## ЗАДАНИЕ A:
Назовите число строк записей, в которых встречается слово «tree» с учетом регистра, и не пишите ничего, кроме этого числа.

## ИСХОДНЫЙ ФРАГМЕНТ:
Вселенная русского балета - Илзе Лиепа
Из хореографии Баланчина Наташа перетанцевала очень много балетов: «Симфония до-мажор», «Аполлон Мусагет», «Серенада», «Агон», «Тема с вариациями», «Четыре темперамента»… Если перечислить все номера и балеты, это, наверное, будет самый длинный список балеринского репертуара. Стилем Баланчина она овладела в совершенстве, расширив свой собственный танцевальный опыт.
Макарова стала учиться у американских балерин. Училась с легкостью переключаться с классики на модерн: сегодня – «Лебединое озеро», завтра – Баланчин, послезавтра – Элвин Эйли, потом Энтони Тюдор, и так далее. И ей удалось сделать невероятное: сохранив уникальную русскую балетную школу, она абсолютно овладела легкостью и раскованностью, которые требовала современная хореография. Особо она работала над выразительностью стоп, над тем, чтобы «у стоп была дикция». Она видела, как этим владеют американские балерины, и сознательно занималась, чтобы стопы стали такими же выразительными, как кисти рук.
Когда-то в Лондоне Наташу поразили спектакли американского хореографа Энтони Тюдора, и в Америке она приступила к работе над так понравившимся ей «Сиреневым садом», а параллельно – над балетом «Огненный столб». Сам балетмейстер не особенно помогал новичкам осваивать его необычную хореографию: бросал их и смотрел – «выплывут» или «не выплывут». Макарова «выплыла» с блеском. И тут же переключилась на новое.
Джером Роббинс – хореограф непростой, с трудным характером. Но работать с ним Наташе было легко, потому что она очень хорошо понимала его. Джером Роббинс поставил для Макаровой и Барышникова «Другие танцы» – балет изумительный, один из лучших, да еще в нем встретились два гениальных танцовщика. О времени работы с Роббинсом Макарова вспоминала: «Танцуя “Другие танцы”, словно плетешь шаль из валансьенских кружев, где само кружево – хореографическая ткань, а воздушные дыры, облекаемые этим кружевом, это паузы, подтексты, оттенки». Хореограф, казалось, давал танцовщикам свободу, и в записи все это смотрится так, будто они импровизируют – настолько легко и изысканно получается. И хорошо виден фирменный стиль Натальи Макаровой – невероятно красивый изгиб спины, закинутая голова, – который всегда отличал ее в постановках и которому пытались подражать следующие за ней балерины.

## ИСХОДНЫЕ ЗАПИСИ:

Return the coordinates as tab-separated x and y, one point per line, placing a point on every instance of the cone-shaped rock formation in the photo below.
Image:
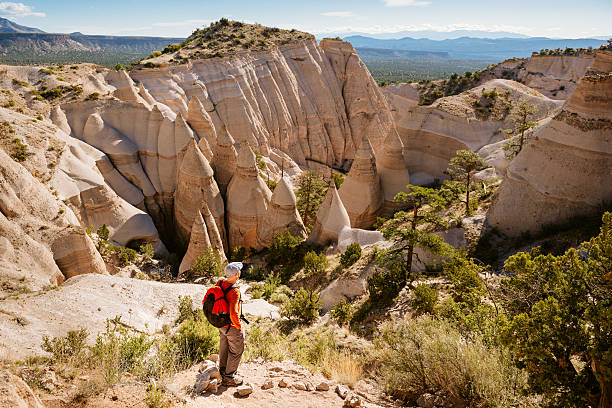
196	185
248	198
331	218
202	124
224	159
565	171
282	216
361	192
393	172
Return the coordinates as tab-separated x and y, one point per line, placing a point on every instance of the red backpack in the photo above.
216	306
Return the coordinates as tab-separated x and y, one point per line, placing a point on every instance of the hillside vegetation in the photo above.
227	37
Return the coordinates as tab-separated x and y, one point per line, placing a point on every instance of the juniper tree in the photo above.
560	328
523	128
310	193
404	226
462	167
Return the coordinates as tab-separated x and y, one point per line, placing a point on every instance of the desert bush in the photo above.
208	265
195	341
186	310
428	355
338	179
70	348
147	251
342	312
266	342
424	298
155	397
118	350
314	263
386	283
351	255
303	307
463	272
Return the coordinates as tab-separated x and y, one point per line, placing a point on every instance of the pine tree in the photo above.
462	167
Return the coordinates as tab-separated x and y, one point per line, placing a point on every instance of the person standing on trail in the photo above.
231	344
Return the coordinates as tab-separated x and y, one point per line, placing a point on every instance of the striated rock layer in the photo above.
393	172
361	192
248	198
566	170
331	218
432	134
282	215
311	101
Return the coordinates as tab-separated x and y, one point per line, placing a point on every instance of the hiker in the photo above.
231	345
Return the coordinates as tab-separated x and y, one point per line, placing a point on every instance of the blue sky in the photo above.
551	18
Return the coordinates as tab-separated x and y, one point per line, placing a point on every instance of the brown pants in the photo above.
231	347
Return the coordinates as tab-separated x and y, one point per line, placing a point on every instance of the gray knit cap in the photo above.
232	269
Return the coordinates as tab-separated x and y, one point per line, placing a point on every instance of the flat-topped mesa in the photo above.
223	38
202	124
224	159
199	242
564	171
196	185
248	199
361	192
331	218
393	172
282	215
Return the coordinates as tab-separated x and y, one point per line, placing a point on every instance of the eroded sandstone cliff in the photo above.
565	171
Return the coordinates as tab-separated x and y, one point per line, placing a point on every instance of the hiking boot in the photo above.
231	381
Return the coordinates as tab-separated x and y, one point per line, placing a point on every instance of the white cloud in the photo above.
8	8
404	3
338	14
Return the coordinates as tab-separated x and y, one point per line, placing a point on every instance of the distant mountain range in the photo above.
7	26
16	40
475	48
367	54
430	34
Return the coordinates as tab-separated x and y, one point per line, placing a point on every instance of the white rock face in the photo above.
565	170
431	135
248	199
87	301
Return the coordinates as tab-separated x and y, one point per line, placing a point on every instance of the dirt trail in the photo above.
256	374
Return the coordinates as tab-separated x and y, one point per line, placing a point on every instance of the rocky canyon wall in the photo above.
566	170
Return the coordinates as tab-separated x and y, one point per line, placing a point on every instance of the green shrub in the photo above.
103	232
195	341
303	307
387	282
66	349
425	298
428	355
208	265
126	255
342	312
467	287
156	398
147	251
117	351
186	310
351	255
20	150
338	179
20	83
314	263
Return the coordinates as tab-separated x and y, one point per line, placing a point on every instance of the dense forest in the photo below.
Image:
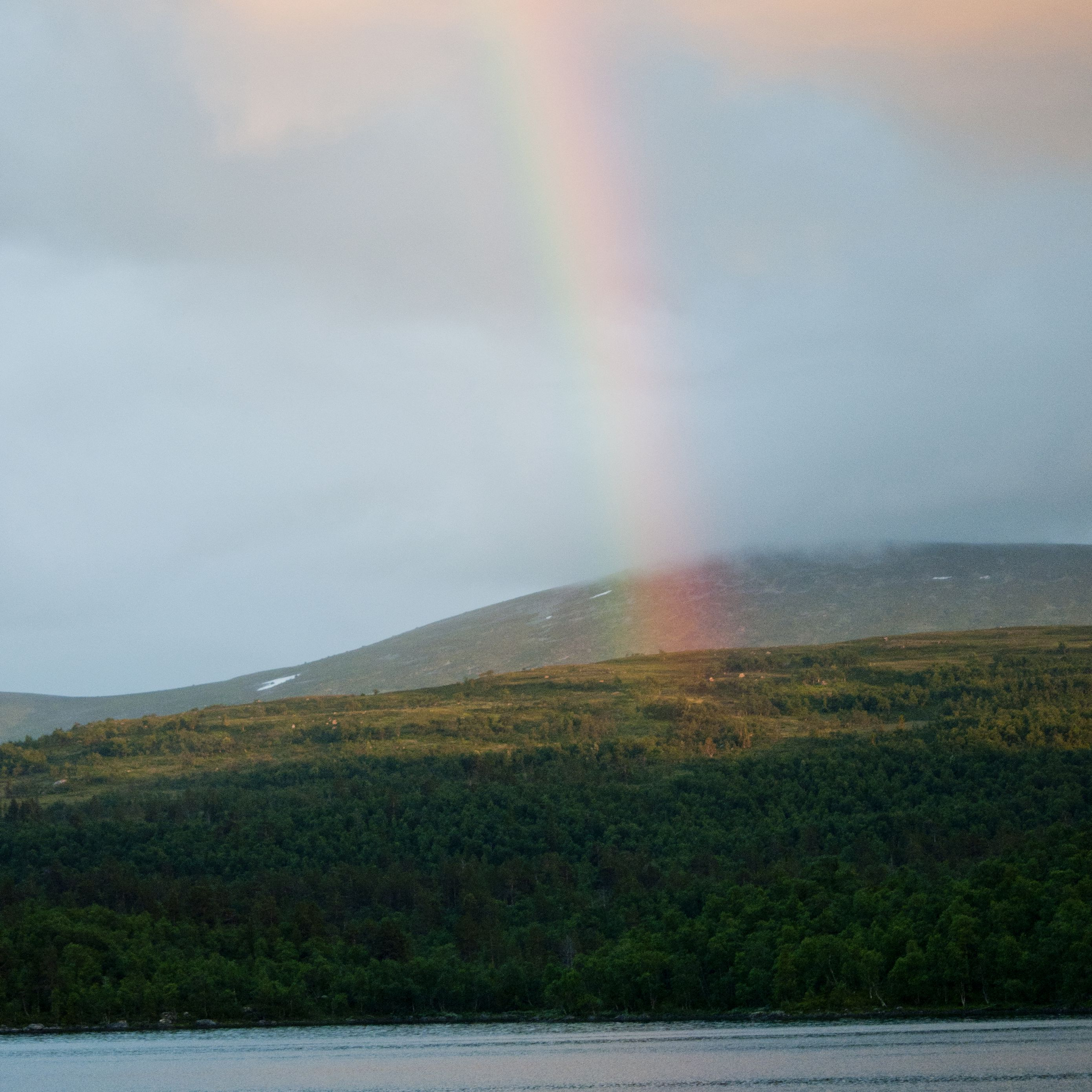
884	824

## ЗАДАНИЕ B:
Продолжите фрагмент о балерине Наталье Макаровой, начав сразу после его последнего предложения.

## ОТВЕТ НА ЗАДАНИЕ A:
2

## ОТВЕТ НА ЗАДАНИЕ B:
За четыре года Наташа встала на ноги и поддержала Михаила Барышникова, в 1974 году оставшегося в Америке. Их всегда связывали дружеские отношения, и она стала его партнершей в первой для него «Жизели» в Нью-Йорке. Макарова должна была танцевать этот спектакль со своим прекрасным партнером Иваном Надь, но упросила его уступить «Жизель» Мише: было очень важно, чтобы в конце сезона Барышников уже появился на американской публике. Критики назвали спектакль «русским психологическим театром». Это был огромный успех!
Макарова и Барышников были прекрасной парой: Барышников от природы невысокого роста, но невероятно пропорциональный, и хрупкая невысокая Макарова, тоже пропорционально сложена. И в «Дон Кихоте», и в «Жизели», и в балетах Баланчина смотрелись они великолепно. Это был дуэт двух равноправных звезд, в котором не было ведущего и ведомого, а были две уникальные личности – два русских гения.
В 1971 году в Сан-Франциско Наталья познакомилась с будущим мужем – бизнесменом, страстным балетоманом Эдвардом Каркаром (как выяснилось, он брал автограф у Наташи еще в шестидесятые годы, когда она была на гастролях в Америке с Кировским театром). Шафером на свадьбе, состоявшейся в феврале 1976-го, был Миша Барышников, он держал венец над невестой. Об этом свидетельствуют сохранившиеся фотографии.
Судьба Макаровой-балерины и Макаровой-женщины – полноценны. В Америке она стала матерью. Когда ждала будущего сына Андрюшу, написала свою автобиографию. Книга вышла в Америке и в Лондоне, а в 2011 году и в России, под названием «Биография в танце». Думаю, что она должна стать настольной для каждой начинающей балерины – в ней столько невероятно ценных советов, интересных открытий. В книге Макарова призналась, что осталась на Западе для того, чтобы утолить творческий голод, расширить свой горизонт, хотя для этого пришлось работать как каторжной: «Я не жалела, потому что сама создала себе счастливую жизнь». Действительно, балерина в тридцать лет начала головокружительную карьеру и сделала ее благодаря своей воле, Божьему промыслу и каторжной работе. Сама она всегда была и остается человеком невероятно эмоциональным, спонтанным. В книге виден ее аналитический профессиональный ум, она учит работать над ошибками, а не закрывать на них глаза. С большим уважением Макарова пишет о вагановской школе, лучшая балерина для нее – Галина Уланова, а лучшая сцена – сцена Мариинского театра.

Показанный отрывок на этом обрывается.